What you will do:
A: In the Facebook essay, what does the writer say Facebook reunited them with?
B: Print the passage of the Facebook essay that starts with the words containing "But the most" and ends with "exceptionally high indeed.".

Exercise text:
---

The Myth of Facebook’s Free Lunch

We all know that there is no such thing as a free lunch, don’t we?

Except when we get the next offer of a free lunch. It’ll be different this time, because they are so nice and well, what could go wrong?

The Facebook offer was always the offer of a free lunch. No need to pay anything for you account, and just share and share alike.

In fact the encouragement to be as open and sharing as possible was made easier by the byzantine complexity of the access controls (to allow people to be more private). It never occurred to Facebook that humans have complex lives where the family friends was a non-overlapping set of people to the tennis club friends, or the ‘stop the fracking’ friends!

No, there is a binary reductionism to the happy clappy religion which is ‘the world is my friend’  dogma of social media, of which Facebook is the prime archetype.

Of course, the business model was always to monetise our connectivity. We view a few pages on artist materials, and suddenly we are deluged by adverts for artist materials. Basic stuff you might say, and often it is; small minded big data. But it feels like and is an intrusion. Facebook is wanting to take business away from WPP and the rest and uses the social desire to connect as the vehicle for gaining a better insight into our lives than traditional marketing can achieve. Why did Facebook not make this clear to people from the start?

The joke was always that marketing companies know that 50% of their spending is wasted but don’t know which parts make up that 50%.

Facebook will now say that they know.

Don’t get me wrong, I love Facebook, because it reunited me with a long lost ‘other’ family. That is another story but I am eternally grateful to Facebook for making that connection. It also provides the town I live in the ability to connect over local issues. It can be a force for good.

But the most egregious issue that Facebook is now facing (and seem in denial about) is that the bill for the lunch is now proving to be exceptionally high indeed.

If Facebook data effectively helped Cambridge Analytica help Trump and the Brexit campaigns to win even a marginal assist – as is now alleged – that could have been crucial, as both won by a marginal amount.

We cannot go back to a pre-digital world.

We need trust in institutions and in what will happen to our data, and not just the snaps we took of the new kitten playing on the sofa. We want the benefits that combining genomics and clinical data will do to revolutionise medicine. We want to develop ground-up social enterprises to address issues like climate change. We need to be able to move beyond primitive cloudscum fileshares or private storage devices to a truly trusted, long term repository for personal data; guaranteed to a level no less than a National Archive.

There are many reasons we need community governed, rigorously audited and regulated data, to help in many aspects of our personal lives, social enterprises, and as safe places for retention of knowledge and cultural assets in the digital world.

Even without the Cambridge Analytica scandal, the geek-driven models of Facebook, Google and the rest betray a level of naivety and lack of insight into this challenge which is breathtaking.

Call it Web 4.0 or choose a higher number if you like.

But what this episode proves is that the current generation of social media is barely a rough draft on what society needs in the digital world of the 21st Century.

---

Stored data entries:
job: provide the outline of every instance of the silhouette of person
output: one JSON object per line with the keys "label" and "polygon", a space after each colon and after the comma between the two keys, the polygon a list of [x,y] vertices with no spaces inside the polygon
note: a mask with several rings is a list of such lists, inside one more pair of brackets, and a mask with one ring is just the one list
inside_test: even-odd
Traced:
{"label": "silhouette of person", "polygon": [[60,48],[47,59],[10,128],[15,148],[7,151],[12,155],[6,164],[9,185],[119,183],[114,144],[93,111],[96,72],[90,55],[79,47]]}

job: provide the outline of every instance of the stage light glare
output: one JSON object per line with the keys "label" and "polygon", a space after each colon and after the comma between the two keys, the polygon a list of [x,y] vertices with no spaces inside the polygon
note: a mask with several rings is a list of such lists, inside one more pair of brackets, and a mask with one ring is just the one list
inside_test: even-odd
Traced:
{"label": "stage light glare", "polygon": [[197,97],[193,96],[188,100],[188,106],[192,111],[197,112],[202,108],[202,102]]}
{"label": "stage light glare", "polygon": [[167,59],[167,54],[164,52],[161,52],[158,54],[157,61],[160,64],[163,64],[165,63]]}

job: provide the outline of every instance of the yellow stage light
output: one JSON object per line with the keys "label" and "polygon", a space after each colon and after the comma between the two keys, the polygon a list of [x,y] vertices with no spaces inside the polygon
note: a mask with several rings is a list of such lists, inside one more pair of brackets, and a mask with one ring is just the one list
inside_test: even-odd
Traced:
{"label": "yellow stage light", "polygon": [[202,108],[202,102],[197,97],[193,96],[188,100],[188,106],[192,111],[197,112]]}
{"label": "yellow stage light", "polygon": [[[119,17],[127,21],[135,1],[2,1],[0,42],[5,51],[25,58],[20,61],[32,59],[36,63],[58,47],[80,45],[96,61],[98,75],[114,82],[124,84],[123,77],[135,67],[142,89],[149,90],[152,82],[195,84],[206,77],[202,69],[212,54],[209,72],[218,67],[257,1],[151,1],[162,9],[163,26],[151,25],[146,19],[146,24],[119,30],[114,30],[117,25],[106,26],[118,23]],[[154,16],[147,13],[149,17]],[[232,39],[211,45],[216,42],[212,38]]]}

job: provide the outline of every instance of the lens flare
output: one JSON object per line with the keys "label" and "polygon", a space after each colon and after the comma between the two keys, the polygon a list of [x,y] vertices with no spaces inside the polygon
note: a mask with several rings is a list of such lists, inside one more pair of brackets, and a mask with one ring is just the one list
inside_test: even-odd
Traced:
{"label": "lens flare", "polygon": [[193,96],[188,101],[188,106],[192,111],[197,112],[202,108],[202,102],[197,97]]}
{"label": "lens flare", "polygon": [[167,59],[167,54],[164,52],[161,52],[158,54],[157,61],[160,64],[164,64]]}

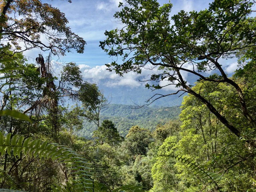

---

Solutions to the exercise:
A: A long lost "other" family.

B:
But the most egregious issue that Facebook is now facing (and seem in denial about) is that the bill for the lunch is now proving to be exceptionally high indeed.